▶ _Page extract_

((

Salmon aquaculture is factory farming transferred from land to sea. Flying along the Chilean coastline south of Puerto Montt, one is never out of sight of salmon rearing pens, where millions of non-native Atlantic salmon are raised in ocean pens. As with factory farming operations on land, the salmon are pumped full of antibiotics and consume feed filled with artificial dyes to give them a pink color. Roughly 98 percent of the production is for export markets.
Due to a lax regulatory climate, the industry has grown explosively in Chile (800 percent since 1990), becoming a multibillion-dollar business dominated by a handful of corporations. The negative effects, beyond introducing non-native species into South American waters (large numbers of individual fish escape from rearing pens every year), include massive pollution and spread of disease. As the industrialization of a formerly intact coastlines proceeded, little scientific information on aquaculture impacts was done.
In the 1990s, the Foundation for Deep Ecology made several grants to conservation groups fighting the proliferation of salmon aquaculture on the British Columbia coast, including Friends of Clayoquot Sound and the David Suzuki Foundation. And FDE helped fund one of the first studies of the localized effects of salmon aquaculture in Chile. The findings, published in 2006 in the Journal of Marine Systems by a trio of independent biologists associated with Chilean and Irish universities, reported “strong levels of ecological degradation” and “gross pollution” near salmon farming facilities in the Pillán Fjord.
Chilean conservationists affiliated with the groups Ecoceanos, Oceana South America, Greenpeace Chile, and other NGOs are working to counter the worst abuses of the industry. Activists with Fundación Pumalín have lent support to these campaigns whenever possible, and hosted a 2007 gathering of leading Chilean activists to meet with aquaculture opponents from the U.S., Canada, Argentina, Norway, Scotland, and India. That mini-summit, funded by The Conservation Land Trust and held at Pumalín Park, was organized to improve communication between activists who are often fighting similarly destructive activities by the same corporation on different continents. In addition, the Pumalín Foundation participates in the Foro Pacifico Patagonico, a forum for Chilean-based marine-oriented NGOs to share information and coordinate their campaigns against marine ecosystems degradation.
Conservation activists in Chile have long predicted that the industry’s practices made a disease outbreak inevitable; true to those predictions, the Chilean salmon industry has experienced a collapse since 2007 with major outbreaks of sea lice and a contagious virus—infectious salmon anemia—decimating farmed salmon. The disease may have reached Chile via fish eggs imported from overseas, from areas where the disease was already present, another example of how globalized industries based on monocultures can affect natural ecosystems around the Earth.

))

▶ _Exercise 1_
According to the salmon aquaculture passage, roughly what share of the production is for export markets?
▶ _Exercise 2_
Reproduce the salmon aquaculture passage from "Conservation activists in" to "around the Earth.".

Natural-language descriptions of regions
((

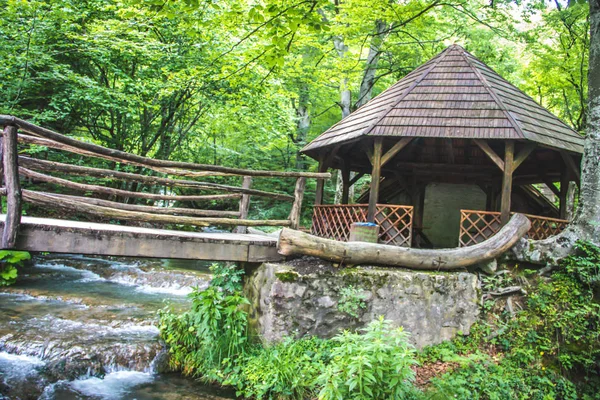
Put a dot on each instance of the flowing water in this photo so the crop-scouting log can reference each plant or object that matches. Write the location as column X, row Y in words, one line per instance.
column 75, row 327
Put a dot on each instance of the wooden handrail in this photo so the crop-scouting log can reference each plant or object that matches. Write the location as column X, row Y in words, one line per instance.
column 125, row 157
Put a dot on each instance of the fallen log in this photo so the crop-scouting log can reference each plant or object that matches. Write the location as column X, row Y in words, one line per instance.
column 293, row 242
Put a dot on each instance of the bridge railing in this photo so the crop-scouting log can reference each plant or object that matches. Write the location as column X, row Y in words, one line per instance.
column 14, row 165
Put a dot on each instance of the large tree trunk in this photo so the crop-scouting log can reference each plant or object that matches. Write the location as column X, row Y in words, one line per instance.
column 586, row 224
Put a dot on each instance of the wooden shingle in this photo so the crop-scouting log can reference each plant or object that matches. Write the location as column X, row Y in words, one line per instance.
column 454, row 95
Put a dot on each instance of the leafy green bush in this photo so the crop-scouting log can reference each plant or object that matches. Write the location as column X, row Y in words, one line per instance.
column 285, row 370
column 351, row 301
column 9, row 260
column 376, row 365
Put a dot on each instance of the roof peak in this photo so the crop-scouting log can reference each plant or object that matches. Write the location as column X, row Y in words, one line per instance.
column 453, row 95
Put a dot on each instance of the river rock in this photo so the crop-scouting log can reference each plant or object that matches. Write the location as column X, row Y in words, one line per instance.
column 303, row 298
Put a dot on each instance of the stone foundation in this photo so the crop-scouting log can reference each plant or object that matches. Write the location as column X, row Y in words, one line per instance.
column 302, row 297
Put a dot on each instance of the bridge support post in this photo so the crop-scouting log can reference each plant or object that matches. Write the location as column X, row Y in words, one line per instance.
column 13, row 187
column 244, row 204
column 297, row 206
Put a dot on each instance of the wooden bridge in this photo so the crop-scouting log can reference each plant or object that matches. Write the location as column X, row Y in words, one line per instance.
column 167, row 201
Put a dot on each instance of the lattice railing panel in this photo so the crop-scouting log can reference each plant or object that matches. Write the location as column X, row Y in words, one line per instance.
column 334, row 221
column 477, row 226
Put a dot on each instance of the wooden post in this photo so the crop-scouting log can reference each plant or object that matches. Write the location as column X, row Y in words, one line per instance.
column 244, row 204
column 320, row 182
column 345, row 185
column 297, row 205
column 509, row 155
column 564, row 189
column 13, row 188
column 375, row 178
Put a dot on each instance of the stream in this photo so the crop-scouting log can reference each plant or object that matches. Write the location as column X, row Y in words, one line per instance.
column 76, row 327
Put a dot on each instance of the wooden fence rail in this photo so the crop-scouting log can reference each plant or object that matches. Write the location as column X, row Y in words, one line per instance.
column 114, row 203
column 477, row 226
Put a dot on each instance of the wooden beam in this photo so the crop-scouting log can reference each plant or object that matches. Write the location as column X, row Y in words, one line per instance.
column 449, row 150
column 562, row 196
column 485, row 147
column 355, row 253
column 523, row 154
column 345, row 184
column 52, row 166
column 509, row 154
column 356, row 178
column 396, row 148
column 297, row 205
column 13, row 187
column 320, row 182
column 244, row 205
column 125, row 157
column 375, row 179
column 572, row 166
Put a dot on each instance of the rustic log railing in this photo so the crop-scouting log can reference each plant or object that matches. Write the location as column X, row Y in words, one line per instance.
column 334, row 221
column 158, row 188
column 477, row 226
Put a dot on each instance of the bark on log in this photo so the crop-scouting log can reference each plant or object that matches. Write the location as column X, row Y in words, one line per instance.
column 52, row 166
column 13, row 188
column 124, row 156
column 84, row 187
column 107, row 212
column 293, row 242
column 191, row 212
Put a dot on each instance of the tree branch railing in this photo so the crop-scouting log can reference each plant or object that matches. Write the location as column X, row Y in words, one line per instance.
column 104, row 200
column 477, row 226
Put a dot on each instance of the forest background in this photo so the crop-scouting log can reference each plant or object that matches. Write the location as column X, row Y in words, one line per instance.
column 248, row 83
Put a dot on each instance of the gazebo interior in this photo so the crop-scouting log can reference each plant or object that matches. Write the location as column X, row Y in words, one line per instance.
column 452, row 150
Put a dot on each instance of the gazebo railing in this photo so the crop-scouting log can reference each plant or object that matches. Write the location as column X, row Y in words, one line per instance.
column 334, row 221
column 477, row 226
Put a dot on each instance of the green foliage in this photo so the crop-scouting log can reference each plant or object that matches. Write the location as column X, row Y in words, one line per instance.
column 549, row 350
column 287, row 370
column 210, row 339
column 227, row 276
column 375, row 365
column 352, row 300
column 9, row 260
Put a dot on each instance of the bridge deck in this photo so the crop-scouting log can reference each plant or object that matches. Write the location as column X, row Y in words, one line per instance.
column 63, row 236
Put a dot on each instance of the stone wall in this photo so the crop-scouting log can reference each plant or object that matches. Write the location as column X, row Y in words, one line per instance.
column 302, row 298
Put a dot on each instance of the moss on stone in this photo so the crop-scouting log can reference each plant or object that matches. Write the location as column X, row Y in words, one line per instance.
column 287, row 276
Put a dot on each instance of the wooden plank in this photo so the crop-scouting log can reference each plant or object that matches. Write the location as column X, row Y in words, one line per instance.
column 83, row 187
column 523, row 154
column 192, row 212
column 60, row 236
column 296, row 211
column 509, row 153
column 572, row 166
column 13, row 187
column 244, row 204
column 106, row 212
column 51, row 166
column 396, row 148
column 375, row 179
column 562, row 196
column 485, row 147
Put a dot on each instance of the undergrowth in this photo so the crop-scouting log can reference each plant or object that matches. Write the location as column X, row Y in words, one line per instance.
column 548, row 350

))
((

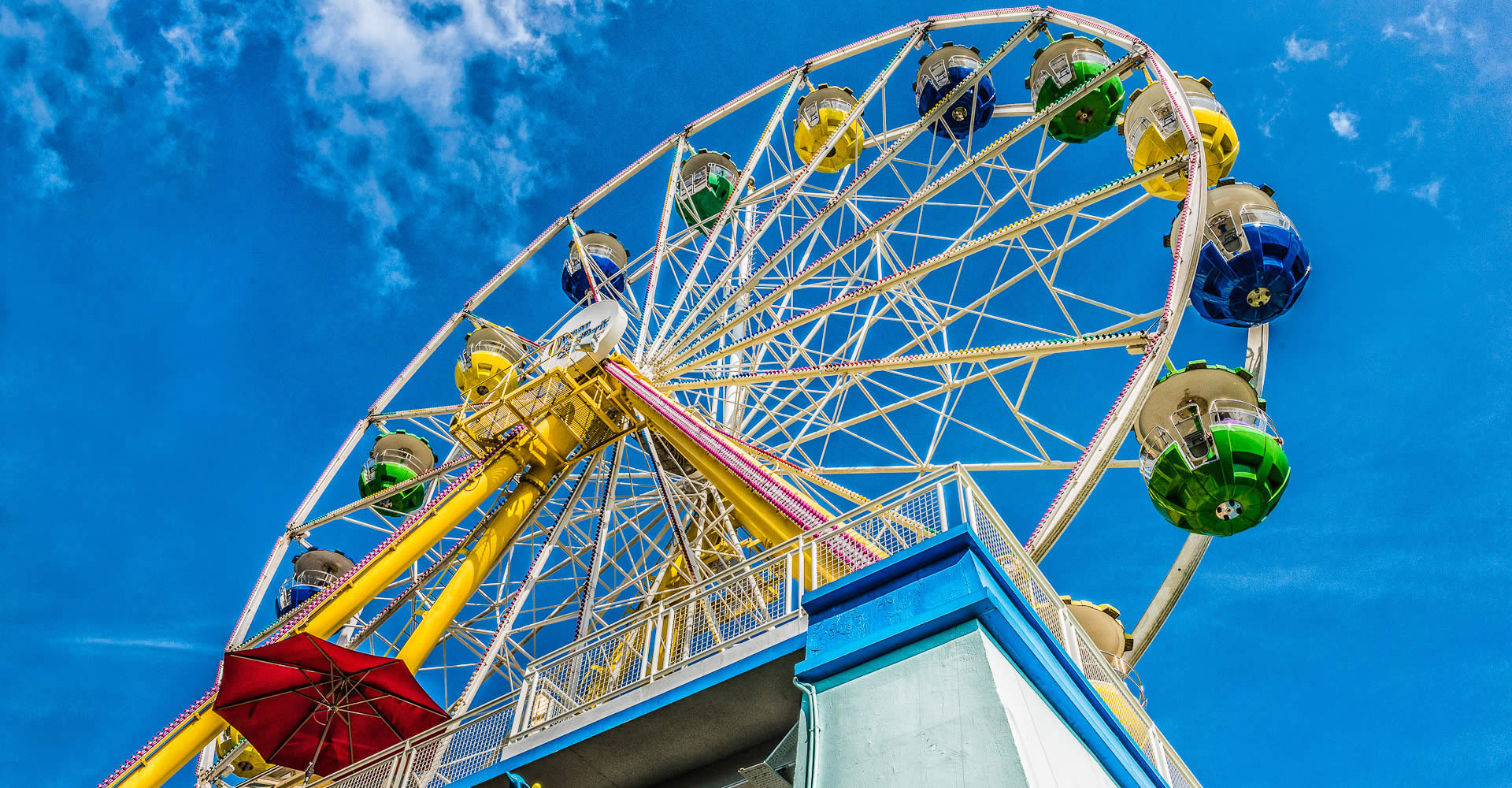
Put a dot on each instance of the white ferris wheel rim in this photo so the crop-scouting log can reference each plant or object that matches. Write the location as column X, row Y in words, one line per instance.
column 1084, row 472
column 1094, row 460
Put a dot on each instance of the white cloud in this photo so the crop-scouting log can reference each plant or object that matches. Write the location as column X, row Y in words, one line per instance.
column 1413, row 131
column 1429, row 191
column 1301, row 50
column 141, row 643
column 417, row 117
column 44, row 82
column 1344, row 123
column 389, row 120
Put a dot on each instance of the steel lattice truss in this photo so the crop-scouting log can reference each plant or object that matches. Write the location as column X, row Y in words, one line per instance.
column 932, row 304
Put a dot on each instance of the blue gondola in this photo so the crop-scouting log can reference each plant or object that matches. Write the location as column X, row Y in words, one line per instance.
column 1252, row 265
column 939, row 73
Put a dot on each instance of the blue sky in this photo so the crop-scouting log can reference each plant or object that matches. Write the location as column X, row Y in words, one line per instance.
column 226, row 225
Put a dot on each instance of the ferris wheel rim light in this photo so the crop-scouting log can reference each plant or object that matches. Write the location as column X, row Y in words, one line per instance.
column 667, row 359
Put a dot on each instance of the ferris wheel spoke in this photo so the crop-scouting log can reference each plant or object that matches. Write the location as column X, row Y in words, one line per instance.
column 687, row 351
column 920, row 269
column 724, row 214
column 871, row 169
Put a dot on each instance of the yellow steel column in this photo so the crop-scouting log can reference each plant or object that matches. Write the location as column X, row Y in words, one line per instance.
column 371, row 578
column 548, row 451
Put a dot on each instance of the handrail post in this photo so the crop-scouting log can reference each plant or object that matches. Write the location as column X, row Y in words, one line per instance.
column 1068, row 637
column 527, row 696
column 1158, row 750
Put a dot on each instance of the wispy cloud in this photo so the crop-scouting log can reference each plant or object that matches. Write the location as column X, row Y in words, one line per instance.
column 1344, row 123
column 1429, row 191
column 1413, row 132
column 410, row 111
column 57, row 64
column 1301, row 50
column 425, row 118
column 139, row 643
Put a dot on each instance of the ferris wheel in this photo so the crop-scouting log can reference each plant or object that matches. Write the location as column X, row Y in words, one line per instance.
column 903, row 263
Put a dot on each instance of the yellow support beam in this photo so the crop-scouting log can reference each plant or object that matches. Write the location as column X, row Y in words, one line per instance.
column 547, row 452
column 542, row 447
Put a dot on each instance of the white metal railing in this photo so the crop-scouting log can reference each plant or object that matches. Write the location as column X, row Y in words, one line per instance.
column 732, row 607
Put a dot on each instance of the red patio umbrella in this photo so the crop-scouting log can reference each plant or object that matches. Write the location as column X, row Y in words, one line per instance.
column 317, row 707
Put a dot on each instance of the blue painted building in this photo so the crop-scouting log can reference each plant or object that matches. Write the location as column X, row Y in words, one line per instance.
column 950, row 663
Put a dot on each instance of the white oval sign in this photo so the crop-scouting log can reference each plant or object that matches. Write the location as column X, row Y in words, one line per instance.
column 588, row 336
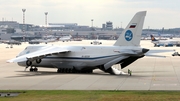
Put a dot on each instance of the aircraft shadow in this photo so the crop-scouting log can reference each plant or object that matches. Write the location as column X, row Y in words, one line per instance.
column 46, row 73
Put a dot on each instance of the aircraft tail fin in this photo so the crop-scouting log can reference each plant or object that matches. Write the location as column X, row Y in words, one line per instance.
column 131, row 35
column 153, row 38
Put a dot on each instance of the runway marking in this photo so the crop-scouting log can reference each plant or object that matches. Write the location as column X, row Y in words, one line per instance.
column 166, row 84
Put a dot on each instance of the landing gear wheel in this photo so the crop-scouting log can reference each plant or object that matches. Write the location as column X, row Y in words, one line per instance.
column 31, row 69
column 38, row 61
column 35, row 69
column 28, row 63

))

▶ _Answer section 1_
Roughly 98 percent.

▶ _Answer section 2_
Conservation activists in Chile have long predicted that the industry’s practices made a disease outbreak inevitable; true to those predictions, the Chilean salmon industry has experienced a collapse since 2007 with major outbreaks of sea lice and a contagious virus—infectious salmon anemia—decimating farmed salmon. The disease may have reached Chile via fish eggs imported from overseas, from areas where the disease was already present, another example of how globalized industries based on monocultures can affect natural ecosystems around the Earth.